Extracted entries »
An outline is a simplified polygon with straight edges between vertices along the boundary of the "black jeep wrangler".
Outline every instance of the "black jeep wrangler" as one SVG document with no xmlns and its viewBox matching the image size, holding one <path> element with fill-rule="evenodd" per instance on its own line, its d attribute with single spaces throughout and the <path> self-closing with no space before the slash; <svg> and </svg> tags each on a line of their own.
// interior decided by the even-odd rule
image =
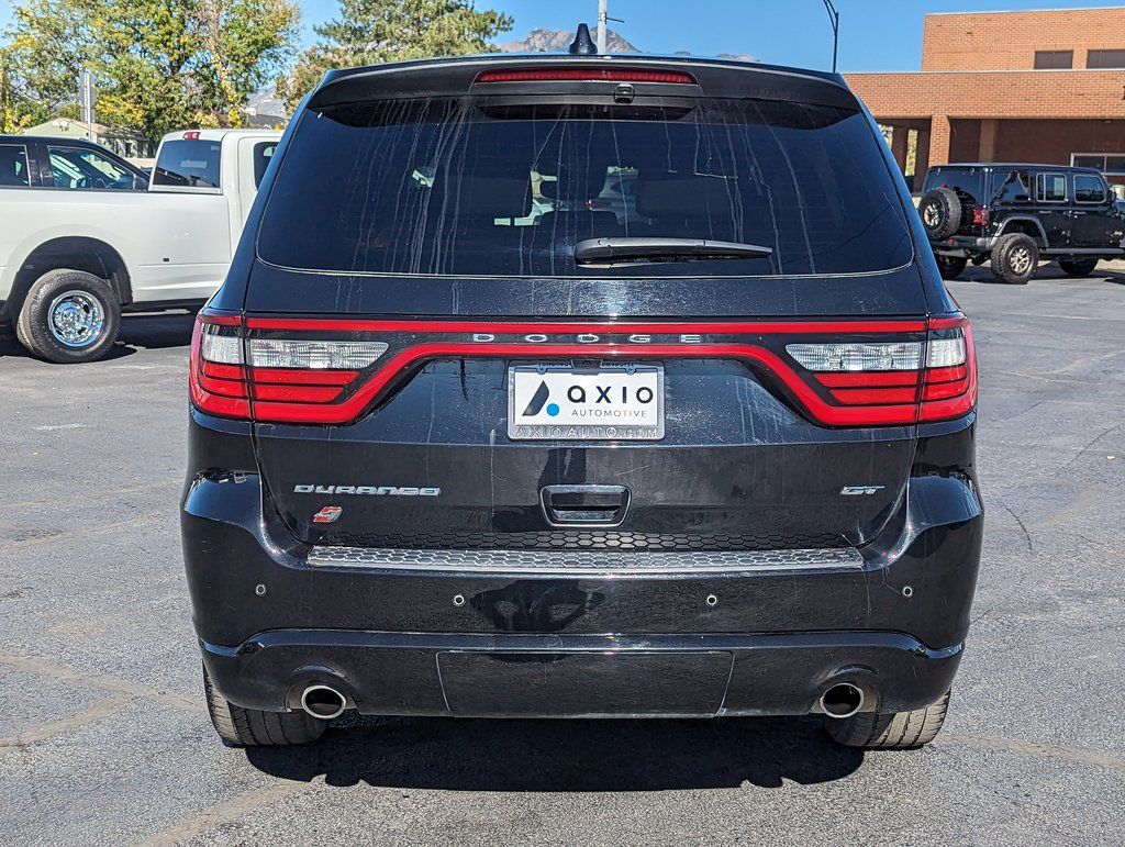
<svg viewBox="0 0 1125 847">
<path fill-rule="evenodd" d="M 1125 216 L 1092 168 L 947 164 L 932 168 L 918 214 L 945 279 L 972 261 L 1024 285 L 1041 260 L 1071 276 L 1125 255 Z"/>
</svg>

Instructions to follow »
Find each line in the rows above that contains the string "image", matching case, and copy those lines out in full.

Solution »
Outline every instance of the "black jeep wrangler" as one SVG document with no xmlns and its viewBox matching the image size, holding one <path> element with fill-rule="evenodd" per instance on its own line, its d attribute with single spaces throughout and the <path> self-closing with no space before the slash; <svg> and </svg> tags each on a line of their own.
image =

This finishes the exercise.